━━━━━ MATERIALS PROVIDED
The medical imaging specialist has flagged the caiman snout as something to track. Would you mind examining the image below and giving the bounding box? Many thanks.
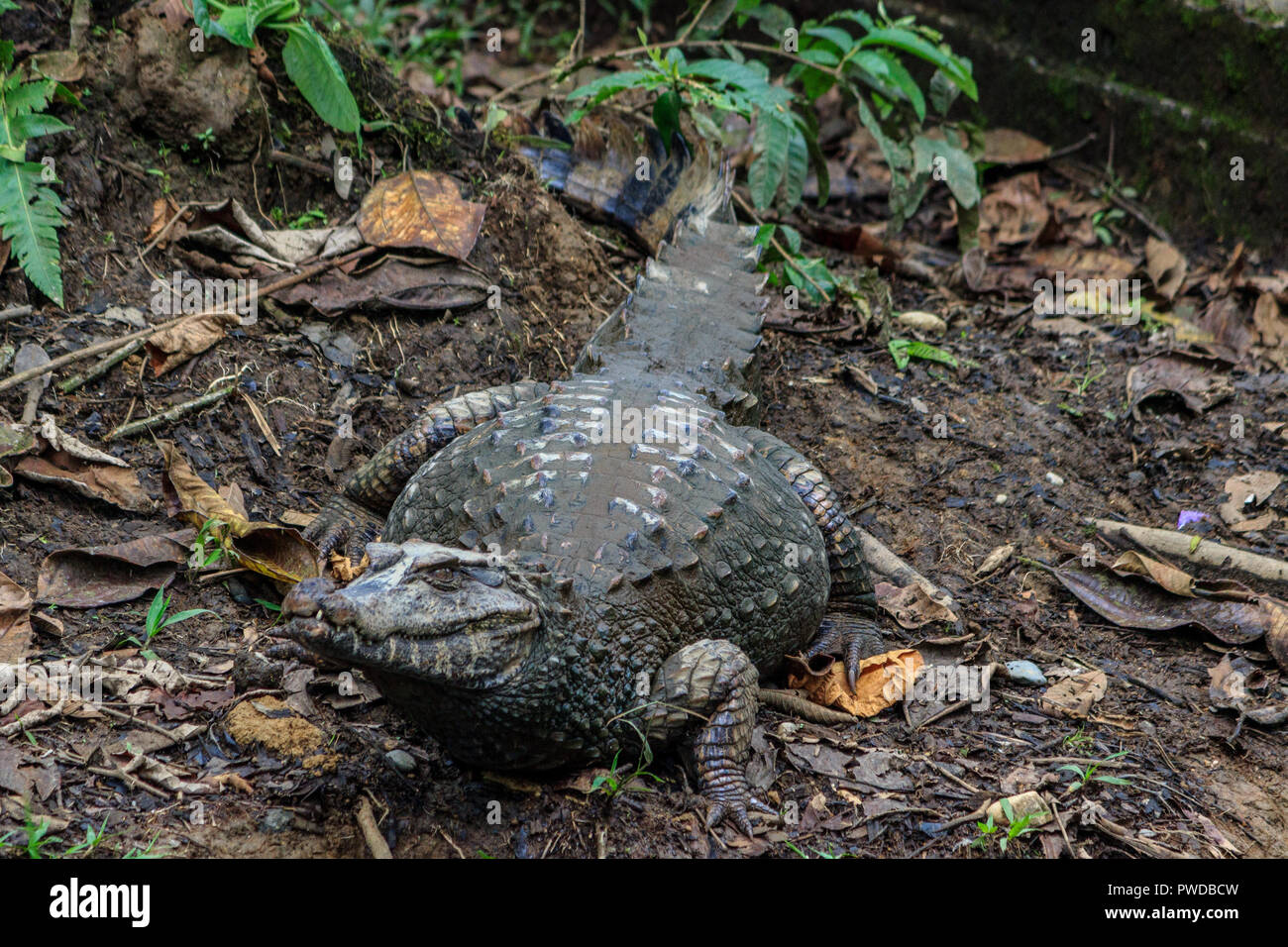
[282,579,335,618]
━━━━━━━━━━
━━━━━ MATERIALS PROVIDED
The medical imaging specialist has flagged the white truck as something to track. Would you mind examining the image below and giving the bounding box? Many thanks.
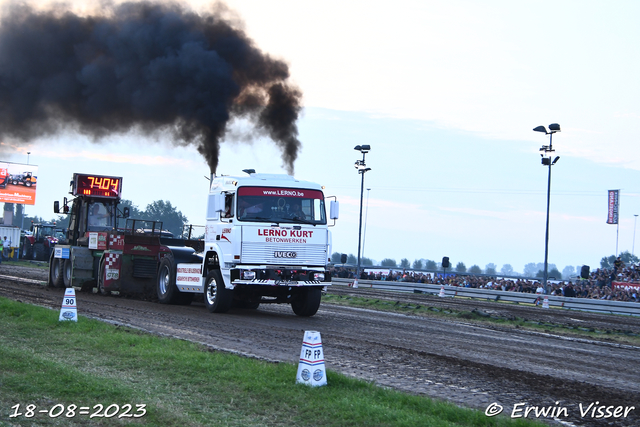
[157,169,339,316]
━━━━━━━━━━
━━━━━ MATERIALS PROVIDED
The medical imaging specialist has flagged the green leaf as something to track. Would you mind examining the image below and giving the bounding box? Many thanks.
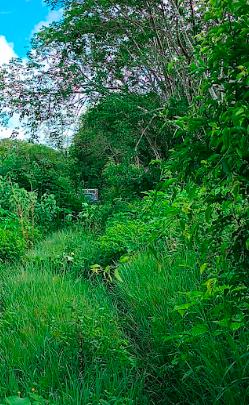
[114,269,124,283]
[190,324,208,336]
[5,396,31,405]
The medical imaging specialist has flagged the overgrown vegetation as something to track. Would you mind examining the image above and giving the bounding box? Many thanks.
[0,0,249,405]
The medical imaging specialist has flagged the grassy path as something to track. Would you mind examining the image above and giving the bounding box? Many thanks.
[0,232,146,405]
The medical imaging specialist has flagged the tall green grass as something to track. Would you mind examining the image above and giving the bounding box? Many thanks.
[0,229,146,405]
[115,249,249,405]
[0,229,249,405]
━━━━━━━━━━
## TASK DIRECTIONS
Rewrite the data starting at the line containing "The medical imaging specialist has flagged the grassy" and ending at the line containing "[0,229,249,405]", swapping "tall green grass" for "dense reeds" and leaving everything else as it is.

## EXERCISE SOLUTION
The medical imaging specialist has flagged the grassy path as something to track. Would you mind examining the image above and giving the bounding box? Many thanks.
[0,232,146,405]
The medical imaging specialist has flagged the dense reeds as something to track. Would you mind examining the image above and giving the bounding box? Many thanks.
[0,229,146,405]
[115,249,249,405]
[0,229,249,405]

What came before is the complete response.